[[ Text under study open ]]

A table representation of the relative intensity values ± SD of time- and concentration-dependent changes in HexCoil-Ala-SWCNTs’ photoluminescence after incubation with trypsin in PBS or in 8.3% v/v urine. p < 0.05, n = 4.

	Control	1 µg/mL	5 µg/mL	20 µg/mL
PBS
1 h	1 ± 0.0845	0.905 ± 0.118	0.706 ± 0.0576	0.612 ± 0.0623
2 h	1 ± 0.0746	0.826 ± 0.108	0.636 ± 0.0709	0.521 ± 0.0502
3 h	1 ± 0.0512	0.770 ± 0.0952	0.580 ± 0.0577	0.435 ± 0.0456
8.3% Urine
1 h	1 ± 0.0694	0.911 ± 0.0554	0.866 ± 0.0432	0.724 ± 0.0336
2 h	1 ± 0.0700	0.829 ± 0.0818	0.759 ± 0.0611	0.654 ± 0.101
3 h	1 ± 0.0953	0.802 ± 0.0965	0.766 ± 0.0705	0.627 ± 0.109

To examine the option of detecting trypsin activity in a more complex environment, the same assay was performed in urine samples. During acute pancreatitis, trypsin concentration in urine could reach up to 84.4 µg/mL. We added different concentrations of trypsin (12, 70, and 1 mg/mL) to human urine. The samples were diluted 1:12 (8.3% v/v) in PBS before the assay to final trypsin concentrations of 1, 5, and 20 µg/mL, respectively. Similar to the tests with pure trypsin samples, the 1 µg/mL trypsin added to urine led to a significant decline in SWCNTs’ PL only after 2 h, while the higher concentrations of protease already induced PL changes during the first hour of the assay (Figure 7D–F). Overall, however, the relative decline in PL after incubation with trypsin was weaker in the presence of urine as compared to tests performed in PBS. Moreover, the absolute PL intensity was influenced by the concentration of the urine added to the reaction (Figure 8A). In the presence of 8.3% urine alone, without trypsin, the PL intensity declined by 33%, while the addition of 33% urine (1:3) caused almost a 50% drop in PL. One of the main components of urine is urea, with human urine containing about 9.3 g/L urea [89]. However, even at higher urea concentrations of 10 and 20 g/L, no significant effect on PL was noted (Figure 8B). Thus, some other urine component or components seemingly impact the PL of SWCNTs as well as reduce biosensor response to trypsin.

Figure 8

Effect of the urine and urea concentration on the sensors’ PL. Response of the biosensor to addition of (A) 8.3% or 33% urine and (B) 10 or 20 mg/mL urea. Error bars represent SD. One-way ANOVA, p < 0.05, n = 4.

[[ Text under study closed ]]

## Work instruction
Continue the passage on detecting trypsin with the SWCNT biosensor in urine, starting after its final sentence.

[[ Supplied information open ]]

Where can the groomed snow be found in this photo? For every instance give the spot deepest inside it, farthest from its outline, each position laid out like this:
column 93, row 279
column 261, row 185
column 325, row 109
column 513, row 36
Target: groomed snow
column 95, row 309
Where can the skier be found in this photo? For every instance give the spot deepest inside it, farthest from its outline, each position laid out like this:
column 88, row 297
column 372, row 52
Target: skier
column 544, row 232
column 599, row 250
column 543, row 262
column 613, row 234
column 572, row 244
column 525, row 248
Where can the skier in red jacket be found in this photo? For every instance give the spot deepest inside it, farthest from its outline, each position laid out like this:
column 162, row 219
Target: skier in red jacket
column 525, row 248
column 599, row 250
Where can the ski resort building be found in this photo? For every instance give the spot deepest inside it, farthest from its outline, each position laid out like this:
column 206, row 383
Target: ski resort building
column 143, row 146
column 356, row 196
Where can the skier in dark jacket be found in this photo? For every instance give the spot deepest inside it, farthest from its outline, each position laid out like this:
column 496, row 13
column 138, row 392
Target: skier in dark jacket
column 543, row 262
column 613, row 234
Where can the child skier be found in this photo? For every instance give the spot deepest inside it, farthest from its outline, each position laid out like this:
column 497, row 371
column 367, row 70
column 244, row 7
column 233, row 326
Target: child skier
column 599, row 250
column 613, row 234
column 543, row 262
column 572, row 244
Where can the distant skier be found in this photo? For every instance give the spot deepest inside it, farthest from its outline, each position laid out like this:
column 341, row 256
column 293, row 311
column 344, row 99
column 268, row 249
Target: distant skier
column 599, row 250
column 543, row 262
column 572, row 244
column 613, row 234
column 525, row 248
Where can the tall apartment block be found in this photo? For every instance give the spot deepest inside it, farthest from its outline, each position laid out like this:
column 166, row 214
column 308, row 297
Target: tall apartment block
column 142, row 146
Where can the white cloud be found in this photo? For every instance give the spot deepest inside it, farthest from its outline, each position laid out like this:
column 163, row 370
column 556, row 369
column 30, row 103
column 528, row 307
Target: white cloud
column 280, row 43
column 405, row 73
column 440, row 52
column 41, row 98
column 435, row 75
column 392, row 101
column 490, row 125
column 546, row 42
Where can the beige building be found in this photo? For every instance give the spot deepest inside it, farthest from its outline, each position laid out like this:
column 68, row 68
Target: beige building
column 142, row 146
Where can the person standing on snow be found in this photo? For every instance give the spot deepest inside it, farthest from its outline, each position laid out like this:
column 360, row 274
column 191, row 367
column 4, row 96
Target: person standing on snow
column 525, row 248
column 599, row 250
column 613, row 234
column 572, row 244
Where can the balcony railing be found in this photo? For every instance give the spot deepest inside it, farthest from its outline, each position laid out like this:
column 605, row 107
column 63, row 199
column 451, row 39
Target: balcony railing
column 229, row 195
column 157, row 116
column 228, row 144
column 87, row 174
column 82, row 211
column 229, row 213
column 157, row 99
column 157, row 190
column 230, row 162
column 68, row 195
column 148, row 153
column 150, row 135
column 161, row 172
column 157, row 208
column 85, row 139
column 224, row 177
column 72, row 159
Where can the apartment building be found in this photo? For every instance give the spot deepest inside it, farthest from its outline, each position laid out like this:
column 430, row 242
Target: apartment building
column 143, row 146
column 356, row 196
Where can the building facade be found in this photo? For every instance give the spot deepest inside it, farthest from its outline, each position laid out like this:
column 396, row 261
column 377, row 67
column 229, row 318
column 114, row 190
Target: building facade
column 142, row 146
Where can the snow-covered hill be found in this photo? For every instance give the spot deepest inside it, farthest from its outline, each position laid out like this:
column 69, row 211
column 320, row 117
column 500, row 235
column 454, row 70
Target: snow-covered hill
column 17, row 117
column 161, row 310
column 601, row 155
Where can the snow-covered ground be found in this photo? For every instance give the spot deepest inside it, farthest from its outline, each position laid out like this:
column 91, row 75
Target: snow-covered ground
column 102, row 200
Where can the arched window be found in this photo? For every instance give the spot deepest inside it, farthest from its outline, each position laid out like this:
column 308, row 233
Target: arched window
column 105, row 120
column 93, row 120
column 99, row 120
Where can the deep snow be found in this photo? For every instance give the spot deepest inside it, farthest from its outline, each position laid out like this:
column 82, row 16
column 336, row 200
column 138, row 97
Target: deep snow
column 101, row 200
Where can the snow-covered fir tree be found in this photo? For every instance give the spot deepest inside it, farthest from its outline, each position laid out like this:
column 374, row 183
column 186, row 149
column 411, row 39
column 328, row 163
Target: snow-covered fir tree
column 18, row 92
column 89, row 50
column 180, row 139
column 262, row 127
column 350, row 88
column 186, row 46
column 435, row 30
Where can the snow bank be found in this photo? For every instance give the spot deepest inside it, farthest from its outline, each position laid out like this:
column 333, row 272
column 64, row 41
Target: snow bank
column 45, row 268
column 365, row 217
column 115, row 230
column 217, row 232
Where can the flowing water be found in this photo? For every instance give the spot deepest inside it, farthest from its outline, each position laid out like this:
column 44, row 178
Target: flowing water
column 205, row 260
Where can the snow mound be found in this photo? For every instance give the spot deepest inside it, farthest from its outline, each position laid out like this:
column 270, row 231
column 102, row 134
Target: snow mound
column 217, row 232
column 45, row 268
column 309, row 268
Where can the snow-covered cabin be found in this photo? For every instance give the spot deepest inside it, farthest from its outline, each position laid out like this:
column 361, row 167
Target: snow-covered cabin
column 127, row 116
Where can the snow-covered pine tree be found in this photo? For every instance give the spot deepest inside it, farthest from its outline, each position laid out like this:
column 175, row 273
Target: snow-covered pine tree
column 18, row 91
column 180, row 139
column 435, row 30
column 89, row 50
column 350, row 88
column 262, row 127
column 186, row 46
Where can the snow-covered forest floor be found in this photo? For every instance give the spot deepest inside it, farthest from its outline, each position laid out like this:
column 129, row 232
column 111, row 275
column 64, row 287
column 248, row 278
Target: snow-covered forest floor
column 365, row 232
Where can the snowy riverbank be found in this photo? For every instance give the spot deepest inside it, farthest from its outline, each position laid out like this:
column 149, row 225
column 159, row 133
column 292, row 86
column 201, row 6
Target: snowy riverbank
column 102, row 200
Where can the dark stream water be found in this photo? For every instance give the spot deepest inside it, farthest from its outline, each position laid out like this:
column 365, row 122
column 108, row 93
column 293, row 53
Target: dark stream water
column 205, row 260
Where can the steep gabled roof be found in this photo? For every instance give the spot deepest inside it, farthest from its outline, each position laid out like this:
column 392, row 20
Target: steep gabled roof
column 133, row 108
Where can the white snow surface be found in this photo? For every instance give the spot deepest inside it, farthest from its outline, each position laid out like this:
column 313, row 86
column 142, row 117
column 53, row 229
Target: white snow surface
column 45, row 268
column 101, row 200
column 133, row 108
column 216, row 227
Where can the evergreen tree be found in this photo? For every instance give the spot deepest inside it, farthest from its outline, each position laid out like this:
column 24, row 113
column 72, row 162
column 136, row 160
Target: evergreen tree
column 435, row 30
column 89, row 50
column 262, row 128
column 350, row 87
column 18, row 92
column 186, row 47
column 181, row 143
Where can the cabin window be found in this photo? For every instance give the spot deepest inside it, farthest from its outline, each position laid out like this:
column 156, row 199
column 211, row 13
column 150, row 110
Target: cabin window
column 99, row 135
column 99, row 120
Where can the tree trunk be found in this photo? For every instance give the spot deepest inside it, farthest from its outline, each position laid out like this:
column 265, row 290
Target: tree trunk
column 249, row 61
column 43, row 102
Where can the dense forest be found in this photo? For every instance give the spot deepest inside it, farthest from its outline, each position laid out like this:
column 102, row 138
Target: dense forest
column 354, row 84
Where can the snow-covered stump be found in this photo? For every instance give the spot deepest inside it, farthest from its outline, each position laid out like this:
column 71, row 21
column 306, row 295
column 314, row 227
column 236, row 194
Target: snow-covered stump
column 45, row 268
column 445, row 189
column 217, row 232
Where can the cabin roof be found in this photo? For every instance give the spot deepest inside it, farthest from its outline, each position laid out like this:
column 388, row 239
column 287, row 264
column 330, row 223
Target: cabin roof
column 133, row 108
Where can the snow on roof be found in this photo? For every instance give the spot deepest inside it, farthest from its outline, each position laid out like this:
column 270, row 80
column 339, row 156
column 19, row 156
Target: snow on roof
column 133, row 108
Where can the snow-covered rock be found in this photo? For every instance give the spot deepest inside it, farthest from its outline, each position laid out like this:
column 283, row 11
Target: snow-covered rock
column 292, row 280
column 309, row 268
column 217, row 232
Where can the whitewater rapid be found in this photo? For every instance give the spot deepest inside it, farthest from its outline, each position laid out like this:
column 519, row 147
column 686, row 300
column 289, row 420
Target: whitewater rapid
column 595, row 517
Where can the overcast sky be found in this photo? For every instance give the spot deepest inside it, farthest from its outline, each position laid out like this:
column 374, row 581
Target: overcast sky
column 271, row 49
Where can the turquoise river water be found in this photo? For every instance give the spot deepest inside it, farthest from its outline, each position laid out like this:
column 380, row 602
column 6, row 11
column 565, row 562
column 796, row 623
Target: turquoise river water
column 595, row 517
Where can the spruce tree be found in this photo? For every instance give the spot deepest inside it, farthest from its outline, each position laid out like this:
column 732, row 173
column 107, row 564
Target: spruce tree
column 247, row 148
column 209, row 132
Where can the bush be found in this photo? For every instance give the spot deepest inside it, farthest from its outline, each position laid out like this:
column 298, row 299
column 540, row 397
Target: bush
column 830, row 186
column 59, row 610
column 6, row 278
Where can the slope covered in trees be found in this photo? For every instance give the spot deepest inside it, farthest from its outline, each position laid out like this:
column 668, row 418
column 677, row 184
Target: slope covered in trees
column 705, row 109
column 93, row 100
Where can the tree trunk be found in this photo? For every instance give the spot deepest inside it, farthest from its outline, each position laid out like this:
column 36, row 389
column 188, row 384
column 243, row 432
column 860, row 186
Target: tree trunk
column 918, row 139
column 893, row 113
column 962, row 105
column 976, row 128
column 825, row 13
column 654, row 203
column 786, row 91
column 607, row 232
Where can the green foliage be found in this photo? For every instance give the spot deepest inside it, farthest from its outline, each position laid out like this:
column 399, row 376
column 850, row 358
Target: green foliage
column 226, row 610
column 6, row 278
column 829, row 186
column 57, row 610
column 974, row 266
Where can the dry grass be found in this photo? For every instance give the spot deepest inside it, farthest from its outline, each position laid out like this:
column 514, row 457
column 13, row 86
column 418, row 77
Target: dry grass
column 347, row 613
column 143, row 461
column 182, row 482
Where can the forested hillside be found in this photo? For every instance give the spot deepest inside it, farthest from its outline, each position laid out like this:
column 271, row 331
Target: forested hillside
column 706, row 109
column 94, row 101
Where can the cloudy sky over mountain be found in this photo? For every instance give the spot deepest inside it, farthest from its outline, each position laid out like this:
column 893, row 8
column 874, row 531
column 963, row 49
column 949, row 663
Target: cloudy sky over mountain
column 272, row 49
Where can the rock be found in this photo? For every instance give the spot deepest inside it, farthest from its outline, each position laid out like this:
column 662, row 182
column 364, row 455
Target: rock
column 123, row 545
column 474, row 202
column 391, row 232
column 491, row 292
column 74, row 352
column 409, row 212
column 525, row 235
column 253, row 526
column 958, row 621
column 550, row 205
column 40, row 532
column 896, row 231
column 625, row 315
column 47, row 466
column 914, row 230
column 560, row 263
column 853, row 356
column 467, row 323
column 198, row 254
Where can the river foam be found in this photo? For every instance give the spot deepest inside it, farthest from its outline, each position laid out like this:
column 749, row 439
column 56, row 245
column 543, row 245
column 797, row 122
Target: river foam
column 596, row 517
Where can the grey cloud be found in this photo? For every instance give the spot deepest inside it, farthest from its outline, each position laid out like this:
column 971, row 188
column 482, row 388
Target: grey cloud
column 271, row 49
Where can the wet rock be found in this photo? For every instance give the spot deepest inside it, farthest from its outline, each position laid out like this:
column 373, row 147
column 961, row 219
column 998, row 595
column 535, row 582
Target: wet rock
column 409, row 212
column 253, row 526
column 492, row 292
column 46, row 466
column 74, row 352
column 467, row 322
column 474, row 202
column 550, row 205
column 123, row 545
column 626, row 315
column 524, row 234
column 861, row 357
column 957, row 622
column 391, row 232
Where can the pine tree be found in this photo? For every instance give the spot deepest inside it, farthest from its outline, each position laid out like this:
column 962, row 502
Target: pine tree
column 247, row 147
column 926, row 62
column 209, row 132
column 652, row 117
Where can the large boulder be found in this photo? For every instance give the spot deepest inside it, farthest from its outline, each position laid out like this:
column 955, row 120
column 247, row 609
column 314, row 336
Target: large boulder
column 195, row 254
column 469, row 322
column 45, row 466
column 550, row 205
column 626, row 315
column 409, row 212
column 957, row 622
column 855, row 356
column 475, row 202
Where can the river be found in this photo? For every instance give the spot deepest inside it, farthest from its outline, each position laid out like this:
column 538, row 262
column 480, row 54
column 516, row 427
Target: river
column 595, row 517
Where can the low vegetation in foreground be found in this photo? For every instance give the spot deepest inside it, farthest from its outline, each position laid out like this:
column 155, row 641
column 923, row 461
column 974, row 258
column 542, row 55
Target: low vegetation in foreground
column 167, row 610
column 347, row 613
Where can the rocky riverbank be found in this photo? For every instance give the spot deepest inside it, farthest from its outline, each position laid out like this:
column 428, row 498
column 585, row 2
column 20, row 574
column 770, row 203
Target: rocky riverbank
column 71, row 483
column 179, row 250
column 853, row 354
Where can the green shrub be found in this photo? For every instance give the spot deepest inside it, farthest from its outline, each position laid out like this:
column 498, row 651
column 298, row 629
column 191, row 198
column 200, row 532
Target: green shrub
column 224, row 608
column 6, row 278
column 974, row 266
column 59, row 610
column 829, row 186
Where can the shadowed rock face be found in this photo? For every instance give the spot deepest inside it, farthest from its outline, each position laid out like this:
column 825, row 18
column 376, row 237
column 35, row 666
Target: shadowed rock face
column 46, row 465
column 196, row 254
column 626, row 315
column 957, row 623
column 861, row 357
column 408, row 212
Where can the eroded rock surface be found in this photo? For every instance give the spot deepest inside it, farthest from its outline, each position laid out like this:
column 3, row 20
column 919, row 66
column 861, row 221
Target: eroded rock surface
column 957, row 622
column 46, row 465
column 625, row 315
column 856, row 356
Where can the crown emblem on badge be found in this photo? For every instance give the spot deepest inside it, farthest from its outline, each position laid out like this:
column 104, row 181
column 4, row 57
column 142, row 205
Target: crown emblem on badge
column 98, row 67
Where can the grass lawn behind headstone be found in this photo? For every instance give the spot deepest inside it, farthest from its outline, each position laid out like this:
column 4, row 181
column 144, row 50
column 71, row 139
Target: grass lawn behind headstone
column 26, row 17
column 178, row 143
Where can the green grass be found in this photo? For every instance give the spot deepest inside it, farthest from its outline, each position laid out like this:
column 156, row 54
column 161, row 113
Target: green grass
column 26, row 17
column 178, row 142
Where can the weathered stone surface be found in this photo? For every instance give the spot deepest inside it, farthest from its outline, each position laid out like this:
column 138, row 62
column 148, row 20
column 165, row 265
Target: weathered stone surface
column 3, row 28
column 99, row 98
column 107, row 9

[[ Supplied information closed ]]

## Exercise response
4. Conclusions

In summary, this work presented a disposable, paper-based NIR optical biosensor based on peptide-encapsulated (6,5) SWCNTs for trypsin activity detection. The biosensor response was recorded using a CMOS camera, thus potentially reducing the cost of the final device. Three different peptides were tested for SWCNTs’ modification, i.e., WFK, YK, and HexCoil-Ala. While all three peptides effectively dispersed SWCNTs in an aqueous solution, only HexCoil-Ala was responsive to trypsin. The developed biosensor was able to detect activity of 1–20 μg/mL trypsin after a 2 h incubation at 37 °C. The proposed biosensor also detected different concentrations of active trypsin in urine, a complex biological liquid with concentrations relative to acute pancreatitis. Although the urine affected both the baseline PL of SWCNTs and the extent of the fluorescence response, we have demonstrated that our biosensor can detect trypsin and differentiate between trypsin concentrations. Recent studies have reported the development of trypsin biosensors with a limit of detection of 8.6 ng/mL using a quartz crystal microbalance (QCM) [59] and 60 ng/mL using interferometric reflectance spectroscopy (IRS) [58] under the optimum conditions. Although the minimal tested trypsin concentration in this work was 1 μg/mL, we assume that after further careful optimization, the sensitivity could be significantly enhanced. For a single sensor, we used as little as 12.5 ng of SWCNTs, making this assay very cost-effective. Moreover, here, we present a biosensor based on a single-use disposable paper dipstick and an affordable CMOS camera. On the other hand, in most cases, both QCM and IRS sensors are based on expensive substrates and complicated equipment. In addition, our paper-based optical biosensor enables remote measurements, thus significantly reducing the risks for equipment contamination. The presented technique may be applied in the development of optical biosensors designed to detect other proteases in complex environments, e.g., urine, blood, or saliva.